# Start of Extracted records
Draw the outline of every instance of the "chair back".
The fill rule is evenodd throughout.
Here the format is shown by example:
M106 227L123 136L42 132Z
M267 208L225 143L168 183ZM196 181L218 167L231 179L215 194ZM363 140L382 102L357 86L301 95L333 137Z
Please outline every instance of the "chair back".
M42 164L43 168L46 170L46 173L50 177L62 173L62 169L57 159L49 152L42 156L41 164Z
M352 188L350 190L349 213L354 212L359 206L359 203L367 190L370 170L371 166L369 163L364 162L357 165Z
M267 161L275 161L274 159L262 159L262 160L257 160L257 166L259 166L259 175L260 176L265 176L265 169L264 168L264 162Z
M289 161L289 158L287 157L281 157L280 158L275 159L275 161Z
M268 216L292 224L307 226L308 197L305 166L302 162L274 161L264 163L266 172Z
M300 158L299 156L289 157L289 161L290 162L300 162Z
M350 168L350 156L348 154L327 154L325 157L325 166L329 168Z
# End of Extracted records
* **Aim of the exercise**
Return every line of the records above word for word, with nothing added, dropped, or changed.

* **Exercise response**
Draw the outline of every instance of the "chair back".
The fill rule is evenodd throughout.
Here the format is shown by example:
M106 227L123 136L42 132Z
M267 208L225 143L168 183ZM196 181L218 167L231 179L215 194ZM363 140L382 102L357 86L301 95L333 137Z
Please outline every instance of the "chair back".
M42 164L43 168L46 170L46 173L50 177L62 173L62 169L57 159L49 152L42 156L41 164Z
M352 188L350 190L349 213L354 212L359 206L359 203L367 190L370 170L371 166L369 163L364 162L357 165Z
M267 161L275 161L274 159L262 159L262 160L257 160L257 166L259 166L259 175L260 176L265 176L265 169L264 168L264 162Z
M289 161L289 158L287 157L281 157L280 158L275 159L275 161Z
M268 216L292 224L307 226L308 197L305 166L302 162L274 161L264 163L266 172Z
M300 158L299 156L289 157L289 161L290 162L300 162Z
M350 168L350 156L348 154L327 154L325 157L325 166L329 168Z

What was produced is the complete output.